= Problem to solve =
Which lines run from the start of the material below through the line containing "the gray neighboring"? Retype them exactly, pictures excluded.
· · · ·
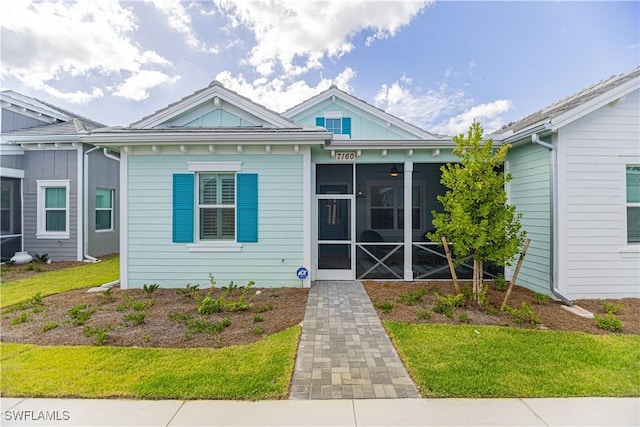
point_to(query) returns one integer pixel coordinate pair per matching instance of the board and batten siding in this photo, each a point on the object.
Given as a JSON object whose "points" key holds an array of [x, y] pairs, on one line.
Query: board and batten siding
{"points": [[50, 165], [529, 191], [595, 259], [271, 262]]}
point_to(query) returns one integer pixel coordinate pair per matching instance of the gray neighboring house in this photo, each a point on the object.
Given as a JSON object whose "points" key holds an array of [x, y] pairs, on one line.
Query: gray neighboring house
{"points": [[59, 196]]}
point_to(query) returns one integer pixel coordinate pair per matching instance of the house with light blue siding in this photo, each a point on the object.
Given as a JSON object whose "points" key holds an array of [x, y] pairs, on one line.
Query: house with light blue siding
{"points": [[59, 194], [217, 185]]}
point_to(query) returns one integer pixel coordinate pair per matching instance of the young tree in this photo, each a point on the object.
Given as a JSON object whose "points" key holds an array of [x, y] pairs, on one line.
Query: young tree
{"points": [[476, 217]]}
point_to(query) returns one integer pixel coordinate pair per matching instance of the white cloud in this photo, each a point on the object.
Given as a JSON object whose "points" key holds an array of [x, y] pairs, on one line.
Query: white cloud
{"points": [[137, 86], [46, 41], [298, 35], [278, 95], [178, 18], [426, 109]]}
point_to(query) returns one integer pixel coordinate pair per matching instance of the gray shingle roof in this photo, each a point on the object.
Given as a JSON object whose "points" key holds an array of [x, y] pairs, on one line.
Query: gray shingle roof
{"points": [[551, 111]]}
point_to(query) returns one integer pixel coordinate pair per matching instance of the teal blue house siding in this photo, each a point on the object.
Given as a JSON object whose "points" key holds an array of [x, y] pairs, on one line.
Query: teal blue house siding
{"points": [[271, 261], [530, 192]]}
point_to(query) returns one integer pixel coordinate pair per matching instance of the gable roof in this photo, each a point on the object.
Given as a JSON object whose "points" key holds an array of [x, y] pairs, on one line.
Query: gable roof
{"points": [[333, 91], [577, 105], [42, 110], [215, 92]]}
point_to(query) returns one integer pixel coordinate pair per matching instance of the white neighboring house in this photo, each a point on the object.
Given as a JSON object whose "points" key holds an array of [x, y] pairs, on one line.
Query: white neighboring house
{"points": [[576, 180]]}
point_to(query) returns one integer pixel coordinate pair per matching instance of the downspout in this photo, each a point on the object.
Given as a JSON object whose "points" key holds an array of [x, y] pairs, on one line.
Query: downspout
{"points": [[553, 203], [85, 231]]}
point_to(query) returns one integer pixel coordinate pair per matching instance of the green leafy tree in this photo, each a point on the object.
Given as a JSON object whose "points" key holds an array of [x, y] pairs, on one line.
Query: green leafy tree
{"points": [[476, 218]]}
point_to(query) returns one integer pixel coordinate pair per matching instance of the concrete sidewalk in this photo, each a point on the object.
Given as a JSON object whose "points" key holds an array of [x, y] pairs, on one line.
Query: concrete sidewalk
{"points": [[369, 412]]}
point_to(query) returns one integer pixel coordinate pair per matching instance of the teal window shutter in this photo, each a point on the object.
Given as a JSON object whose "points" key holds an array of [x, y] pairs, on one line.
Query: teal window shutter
{"points": [[346, 126], [247, 207], [183, 200]]}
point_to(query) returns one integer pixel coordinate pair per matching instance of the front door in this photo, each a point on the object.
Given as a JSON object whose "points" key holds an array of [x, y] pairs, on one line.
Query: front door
{"points": [[335, 237]]}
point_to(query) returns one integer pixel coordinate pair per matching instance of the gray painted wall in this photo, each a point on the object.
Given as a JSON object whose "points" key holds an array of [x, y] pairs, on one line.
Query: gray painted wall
{"points": [[53, 164], [103, 173]]}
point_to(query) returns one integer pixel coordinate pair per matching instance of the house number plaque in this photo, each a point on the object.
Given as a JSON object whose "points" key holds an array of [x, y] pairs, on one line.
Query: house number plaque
{"points": [[348, 156]]}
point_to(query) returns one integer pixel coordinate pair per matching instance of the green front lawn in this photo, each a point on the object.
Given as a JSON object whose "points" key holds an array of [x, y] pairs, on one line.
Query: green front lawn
{"points": [[475, 361], [67, 279], [261, 370]]}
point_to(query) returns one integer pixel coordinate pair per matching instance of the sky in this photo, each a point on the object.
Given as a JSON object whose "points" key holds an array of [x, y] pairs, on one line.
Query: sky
{"points": [[436, 64]]}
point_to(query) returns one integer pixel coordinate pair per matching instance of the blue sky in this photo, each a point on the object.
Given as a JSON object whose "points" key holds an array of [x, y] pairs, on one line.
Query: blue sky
{"points": [[438, 65]]}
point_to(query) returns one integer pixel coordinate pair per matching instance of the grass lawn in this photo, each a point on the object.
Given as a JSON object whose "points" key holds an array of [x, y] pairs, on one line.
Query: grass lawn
{"points": [[261, 370], [62, 280], [474, 361]]}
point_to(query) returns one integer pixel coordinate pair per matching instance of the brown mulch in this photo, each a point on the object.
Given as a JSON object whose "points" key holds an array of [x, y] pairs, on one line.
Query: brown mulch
{"points": [[552, 316], [166, 321]]}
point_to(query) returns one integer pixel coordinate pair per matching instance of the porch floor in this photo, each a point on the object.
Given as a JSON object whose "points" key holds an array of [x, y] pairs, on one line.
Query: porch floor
{"points": [[344, 352]]}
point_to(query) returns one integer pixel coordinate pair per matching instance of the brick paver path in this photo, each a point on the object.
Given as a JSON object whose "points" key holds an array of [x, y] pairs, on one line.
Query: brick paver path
{"points": [[344, 352]]}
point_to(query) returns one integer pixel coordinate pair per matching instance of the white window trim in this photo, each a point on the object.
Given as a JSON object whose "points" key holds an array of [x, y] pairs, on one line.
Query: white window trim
{"points": [[397, 184], [629, 250], [42, 233], [213, 245], [112, 228]]}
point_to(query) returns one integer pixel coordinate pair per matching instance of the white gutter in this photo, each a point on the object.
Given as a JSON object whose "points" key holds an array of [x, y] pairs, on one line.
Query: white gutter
{"points": [[553, 202], [85, 207]]}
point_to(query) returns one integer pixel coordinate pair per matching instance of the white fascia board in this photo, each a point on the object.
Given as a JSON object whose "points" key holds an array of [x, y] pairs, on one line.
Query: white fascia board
{"points": [[176, 138], [391, 144], [207, 96], [349, 99], [595, 104]]}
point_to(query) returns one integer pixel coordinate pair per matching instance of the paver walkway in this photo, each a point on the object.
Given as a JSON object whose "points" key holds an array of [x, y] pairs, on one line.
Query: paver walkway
{"points": [[344, 352]]}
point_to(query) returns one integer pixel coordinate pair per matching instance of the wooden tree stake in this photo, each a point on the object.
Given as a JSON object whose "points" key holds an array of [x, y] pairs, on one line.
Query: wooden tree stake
{"points": [[515, 274], [451, 266]]}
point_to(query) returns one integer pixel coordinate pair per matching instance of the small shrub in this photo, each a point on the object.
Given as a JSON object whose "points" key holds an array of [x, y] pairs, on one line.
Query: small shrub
{"points": [[424, 313], [385, 306], [178, 317], [210, 305], [80, 314], [48, 326], [500, 283], [411, 297], [612, 308], [41, 259], [541, 299], [188, 291], [101, 335], [463, 318], [23, 318], [608, 322], [263, 308], [447, 304], [150, 289], [137, 317], [108, 295], [523, 315]]}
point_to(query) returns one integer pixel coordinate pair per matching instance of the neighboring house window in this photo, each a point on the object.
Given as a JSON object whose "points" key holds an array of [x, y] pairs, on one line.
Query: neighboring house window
{"points": [[104, 209], [53, 209], [386, 208], [217, 206], [633, 204]]}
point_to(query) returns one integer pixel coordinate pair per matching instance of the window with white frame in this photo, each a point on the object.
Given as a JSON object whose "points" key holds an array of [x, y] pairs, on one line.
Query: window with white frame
{"points": [[53, 209], [386, 206], [104, 209], [633, 204], [216, 206]]}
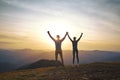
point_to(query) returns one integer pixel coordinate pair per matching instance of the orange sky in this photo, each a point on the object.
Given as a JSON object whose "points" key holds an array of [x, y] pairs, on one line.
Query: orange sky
{"points": [[24, 24]]}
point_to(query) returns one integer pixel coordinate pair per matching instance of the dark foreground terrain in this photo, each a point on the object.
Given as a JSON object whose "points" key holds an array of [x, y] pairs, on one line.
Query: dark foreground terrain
{"points": [[93, 71]]}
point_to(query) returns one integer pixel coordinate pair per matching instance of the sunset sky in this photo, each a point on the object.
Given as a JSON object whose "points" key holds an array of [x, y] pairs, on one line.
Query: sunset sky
{"points": [[24, 23]]}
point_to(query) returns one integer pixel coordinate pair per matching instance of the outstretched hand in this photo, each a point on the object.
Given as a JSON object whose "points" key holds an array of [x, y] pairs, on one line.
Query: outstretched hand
{"points": [[81, 34], [48, 31], [66, 33]]}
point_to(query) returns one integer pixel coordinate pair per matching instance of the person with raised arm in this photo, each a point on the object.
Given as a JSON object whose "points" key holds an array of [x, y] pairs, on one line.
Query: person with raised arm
{"points": [[75, 48], [58, 43]]}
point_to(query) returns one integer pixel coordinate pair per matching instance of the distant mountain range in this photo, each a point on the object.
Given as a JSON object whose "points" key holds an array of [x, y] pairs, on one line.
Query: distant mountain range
{"points": [[13, 59]]}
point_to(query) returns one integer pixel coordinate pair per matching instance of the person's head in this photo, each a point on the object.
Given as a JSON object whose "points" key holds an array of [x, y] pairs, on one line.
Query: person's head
{"points": [[74, 38], [58, 37]]}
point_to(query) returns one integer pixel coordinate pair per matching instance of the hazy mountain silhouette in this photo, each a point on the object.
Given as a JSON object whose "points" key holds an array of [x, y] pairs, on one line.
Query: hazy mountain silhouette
{"points": [[7, 67], [42, 63]]}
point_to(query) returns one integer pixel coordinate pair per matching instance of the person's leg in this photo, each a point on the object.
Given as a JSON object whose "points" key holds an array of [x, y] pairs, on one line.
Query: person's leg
{"points": [[77, 56], [73, 56], [56, 55], [61, 56]]}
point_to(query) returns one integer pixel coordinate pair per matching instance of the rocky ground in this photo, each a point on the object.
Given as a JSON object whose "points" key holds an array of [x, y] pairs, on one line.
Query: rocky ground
{"points": [[93, 71]]}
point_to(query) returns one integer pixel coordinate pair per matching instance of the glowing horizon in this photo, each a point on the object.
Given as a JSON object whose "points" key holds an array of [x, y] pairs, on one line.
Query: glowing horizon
{"points": [[24, 23]]}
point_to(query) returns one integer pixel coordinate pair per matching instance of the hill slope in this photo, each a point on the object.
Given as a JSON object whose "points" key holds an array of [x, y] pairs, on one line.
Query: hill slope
{"points": [[93, 71]]}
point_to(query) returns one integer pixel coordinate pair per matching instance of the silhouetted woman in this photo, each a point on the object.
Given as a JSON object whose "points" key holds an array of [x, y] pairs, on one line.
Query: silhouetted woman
{"points": [[58, 43], [74, 45]]}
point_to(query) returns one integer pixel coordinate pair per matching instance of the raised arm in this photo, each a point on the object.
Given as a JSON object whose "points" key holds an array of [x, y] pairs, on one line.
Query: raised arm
{"points": [[50, 36], [69, 37], [80, 37], [64, 36]]}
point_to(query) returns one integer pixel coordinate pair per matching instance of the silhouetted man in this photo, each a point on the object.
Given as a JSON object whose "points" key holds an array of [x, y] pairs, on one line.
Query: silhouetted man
{"points": [[58, 43], [74, 45]]}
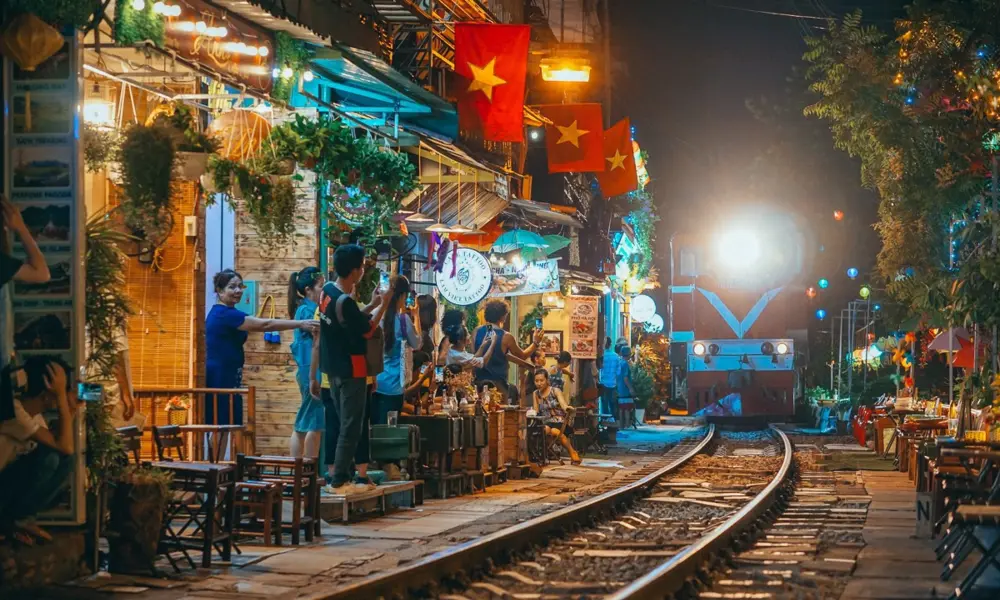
· · · ·
= Answer for the task =
point_to(query) returns one integer pixel coordinate pair per matching instance of the board and batten siding in this photo, each a point on the object.
Given as a JSON object whose "points" key holds an array of [x, y] pairs, on one line.
Query: board and batten siding
{"points": [[50, 165], [529, 191], [595, 259], [271, 262]]}
point_to(query) returns one integer pixel coordinate pair per matching instance of the gray neighboring house in this photo, each a point on the object.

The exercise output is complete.